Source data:

◆ ◆ ◆ ◆ ◆ ◆ ◆

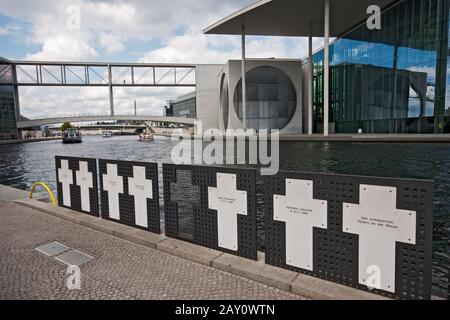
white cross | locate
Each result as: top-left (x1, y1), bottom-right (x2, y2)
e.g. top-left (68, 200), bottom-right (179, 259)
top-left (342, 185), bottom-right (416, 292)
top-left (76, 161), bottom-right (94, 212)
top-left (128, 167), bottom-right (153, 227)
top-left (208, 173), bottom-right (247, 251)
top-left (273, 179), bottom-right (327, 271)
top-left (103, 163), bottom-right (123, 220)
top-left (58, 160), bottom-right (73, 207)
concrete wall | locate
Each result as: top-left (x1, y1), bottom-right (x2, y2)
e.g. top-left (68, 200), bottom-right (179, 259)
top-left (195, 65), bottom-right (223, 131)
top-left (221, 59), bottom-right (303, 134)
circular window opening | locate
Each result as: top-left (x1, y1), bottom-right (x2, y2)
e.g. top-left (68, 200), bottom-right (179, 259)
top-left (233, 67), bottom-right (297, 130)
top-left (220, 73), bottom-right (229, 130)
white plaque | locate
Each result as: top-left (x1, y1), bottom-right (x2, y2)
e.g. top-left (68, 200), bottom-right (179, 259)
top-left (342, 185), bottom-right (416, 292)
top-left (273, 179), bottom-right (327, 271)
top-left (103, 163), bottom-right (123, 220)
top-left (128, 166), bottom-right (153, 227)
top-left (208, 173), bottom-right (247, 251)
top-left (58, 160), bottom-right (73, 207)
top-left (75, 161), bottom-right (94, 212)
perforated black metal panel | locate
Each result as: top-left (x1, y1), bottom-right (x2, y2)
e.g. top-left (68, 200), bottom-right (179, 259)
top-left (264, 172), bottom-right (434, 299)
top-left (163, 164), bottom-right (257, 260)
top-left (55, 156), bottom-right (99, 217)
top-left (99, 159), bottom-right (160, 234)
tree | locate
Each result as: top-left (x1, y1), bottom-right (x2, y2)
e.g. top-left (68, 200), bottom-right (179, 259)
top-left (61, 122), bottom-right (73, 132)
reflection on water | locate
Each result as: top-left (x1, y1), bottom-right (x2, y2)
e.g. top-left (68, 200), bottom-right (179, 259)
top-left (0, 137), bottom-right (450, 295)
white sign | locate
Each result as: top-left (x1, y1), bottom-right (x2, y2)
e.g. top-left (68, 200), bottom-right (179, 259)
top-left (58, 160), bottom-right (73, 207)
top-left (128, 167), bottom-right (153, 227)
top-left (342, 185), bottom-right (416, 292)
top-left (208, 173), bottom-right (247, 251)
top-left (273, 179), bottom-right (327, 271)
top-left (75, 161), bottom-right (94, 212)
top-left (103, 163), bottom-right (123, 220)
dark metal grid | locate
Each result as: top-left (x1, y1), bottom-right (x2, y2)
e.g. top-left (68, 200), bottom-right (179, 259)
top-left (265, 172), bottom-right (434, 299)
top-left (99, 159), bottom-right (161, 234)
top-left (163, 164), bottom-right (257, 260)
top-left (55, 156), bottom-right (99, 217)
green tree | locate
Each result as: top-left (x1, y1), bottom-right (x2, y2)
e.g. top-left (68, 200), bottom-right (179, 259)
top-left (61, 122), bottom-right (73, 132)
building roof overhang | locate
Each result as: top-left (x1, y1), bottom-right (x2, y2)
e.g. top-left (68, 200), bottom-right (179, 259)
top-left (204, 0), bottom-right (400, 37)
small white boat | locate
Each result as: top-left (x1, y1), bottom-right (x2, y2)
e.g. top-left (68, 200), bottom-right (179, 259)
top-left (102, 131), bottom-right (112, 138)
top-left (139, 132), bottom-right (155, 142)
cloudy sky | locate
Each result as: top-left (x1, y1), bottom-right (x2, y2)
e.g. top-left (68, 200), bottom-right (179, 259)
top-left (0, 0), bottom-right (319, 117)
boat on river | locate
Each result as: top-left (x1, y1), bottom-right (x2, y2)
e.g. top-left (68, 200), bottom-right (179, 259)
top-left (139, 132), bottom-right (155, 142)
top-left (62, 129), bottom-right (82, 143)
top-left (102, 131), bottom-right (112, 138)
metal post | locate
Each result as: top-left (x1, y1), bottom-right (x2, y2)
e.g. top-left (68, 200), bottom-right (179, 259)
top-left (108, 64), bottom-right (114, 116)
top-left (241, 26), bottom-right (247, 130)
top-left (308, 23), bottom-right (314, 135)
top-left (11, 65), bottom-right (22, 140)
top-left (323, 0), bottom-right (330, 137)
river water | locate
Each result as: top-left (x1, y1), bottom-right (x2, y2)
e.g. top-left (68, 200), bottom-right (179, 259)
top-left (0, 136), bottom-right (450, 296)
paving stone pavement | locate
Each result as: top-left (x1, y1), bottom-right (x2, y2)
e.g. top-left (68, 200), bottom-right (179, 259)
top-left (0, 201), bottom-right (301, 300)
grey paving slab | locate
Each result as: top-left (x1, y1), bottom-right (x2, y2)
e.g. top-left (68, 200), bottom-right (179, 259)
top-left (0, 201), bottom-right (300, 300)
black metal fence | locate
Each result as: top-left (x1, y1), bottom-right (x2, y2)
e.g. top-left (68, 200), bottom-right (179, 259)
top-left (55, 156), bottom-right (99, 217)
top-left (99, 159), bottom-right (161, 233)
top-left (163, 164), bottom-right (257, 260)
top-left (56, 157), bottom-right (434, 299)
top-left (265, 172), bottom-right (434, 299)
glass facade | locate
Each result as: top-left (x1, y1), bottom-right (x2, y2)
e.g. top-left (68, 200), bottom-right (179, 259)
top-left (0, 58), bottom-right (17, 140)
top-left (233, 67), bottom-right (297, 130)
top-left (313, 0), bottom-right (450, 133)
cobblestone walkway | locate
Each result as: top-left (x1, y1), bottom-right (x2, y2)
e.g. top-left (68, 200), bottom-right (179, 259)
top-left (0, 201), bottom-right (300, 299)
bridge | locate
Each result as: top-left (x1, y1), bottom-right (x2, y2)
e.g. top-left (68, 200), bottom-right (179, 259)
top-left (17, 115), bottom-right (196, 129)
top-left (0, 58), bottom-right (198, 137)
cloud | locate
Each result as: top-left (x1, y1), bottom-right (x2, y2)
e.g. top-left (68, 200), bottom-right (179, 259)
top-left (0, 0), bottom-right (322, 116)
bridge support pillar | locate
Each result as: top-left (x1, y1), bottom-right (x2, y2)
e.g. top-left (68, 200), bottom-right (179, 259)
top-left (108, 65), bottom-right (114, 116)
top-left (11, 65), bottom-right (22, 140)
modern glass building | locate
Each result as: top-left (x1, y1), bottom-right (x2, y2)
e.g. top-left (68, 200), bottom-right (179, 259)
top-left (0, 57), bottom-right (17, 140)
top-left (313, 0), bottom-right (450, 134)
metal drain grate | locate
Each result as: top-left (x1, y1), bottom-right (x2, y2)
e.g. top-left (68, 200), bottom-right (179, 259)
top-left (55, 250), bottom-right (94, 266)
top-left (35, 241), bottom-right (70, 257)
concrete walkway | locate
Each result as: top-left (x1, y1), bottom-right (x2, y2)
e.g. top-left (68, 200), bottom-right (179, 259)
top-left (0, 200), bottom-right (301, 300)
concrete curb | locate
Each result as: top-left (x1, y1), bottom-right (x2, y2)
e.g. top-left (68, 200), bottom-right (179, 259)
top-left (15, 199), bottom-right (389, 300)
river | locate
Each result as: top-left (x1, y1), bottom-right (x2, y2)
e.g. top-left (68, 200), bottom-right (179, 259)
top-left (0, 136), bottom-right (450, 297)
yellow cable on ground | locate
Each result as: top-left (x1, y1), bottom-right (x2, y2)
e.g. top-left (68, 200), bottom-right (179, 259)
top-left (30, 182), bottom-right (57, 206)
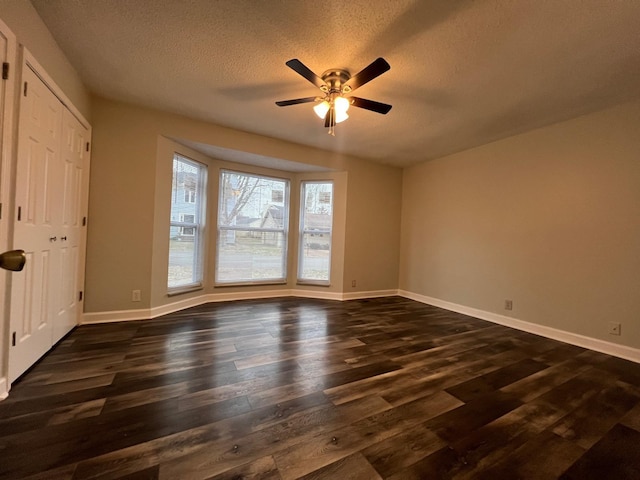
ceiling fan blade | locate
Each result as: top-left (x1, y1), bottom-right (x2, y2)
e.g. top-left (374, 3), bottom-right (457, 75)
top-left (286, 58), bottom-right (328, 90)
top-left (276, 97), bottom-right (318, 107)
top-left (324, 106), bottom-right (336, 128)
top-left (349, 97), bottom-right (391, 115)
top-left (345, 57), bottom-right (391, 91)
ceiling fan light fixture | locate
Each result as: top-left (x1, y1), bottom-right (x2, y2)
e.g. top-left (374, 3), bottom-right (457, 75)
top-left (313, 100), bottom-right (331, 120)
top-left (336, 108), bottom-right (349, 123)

◆ ◆ ◆ ◆ ◆ ◆ ◆

Direction:
Edit the stretch of the material from the line containing "cobblestone walkway | locate" through the line containing "top-left (15, 199), bottom-right (389, 300)", replacing "cloud" with "cloud formation" and leaving everything else unchanged. Give only those lines.

Exercise result:
cobblestone walkway | locate
Each result as: top-left (x1, y1), bottom-right (x2, y2)
e.g. top-left (68, 200), bottom-right (179, 259)
top-left (0, 201), bottom-right (300, 299)
bridge | locate
Each result as: top-left (x1, y1), bottom-right (x2, y2)
e.g. top-left (68, 200), bottom-right (179, 259)
top-left (17, 115), bottom-right (196, 129)
top-left (0, 58), bottom-right (198, 137)
cloud formation | locate
Each result as: top-left (x1, y1), bottom-right (x2, y2)
e.g. top-left (68, 200), bottom-right (179, 259)
top-left (0, 0), bottom-right (322, 116)
bridge support pillar | locate
Each result as: top-left (x1, y1), bottom-right (x2, y2)
e.g. top-left (68, 200), bottom-right (179, 259)
top-left (108, 65), bottom-right (114, 116)
top-left (11, 65), bottom-right (22, 140)
modern glass building | locate
Each result as: top-left (x1, y1), bottom-right (x2, y2)
e.g. top-left (68, 200), bottom-right (179, 259)
top-left (0, 57), bottom-right (17, 140)
top-left (313, 0), bottom-right (450, 134)
metal drain grate | locate
Each result as: top-left (x1, y1), bottom-right (x2, y2)
e.g. top-left (68, 200), bottom-right (179, 259)
top-left (55, 250), bottom-right (94, 266)
top-left (35, 241), bottom-right (70, 257)
concrete walkway | locate
Each result as: top-left (x1, y1), bottom-right (x2, y2)
e.g. top-left (68, 200), bottom-right (179, 259)
top-left (0, 200), bottom-right (301, 300)
concrete curb | locate
Each result as: top-left (x1, y1), bottom-right (x2, y2)
e.g. top-left (68, 200), bottom-right (179, 259)
top-left (15, 199), bottom-right (389, 300)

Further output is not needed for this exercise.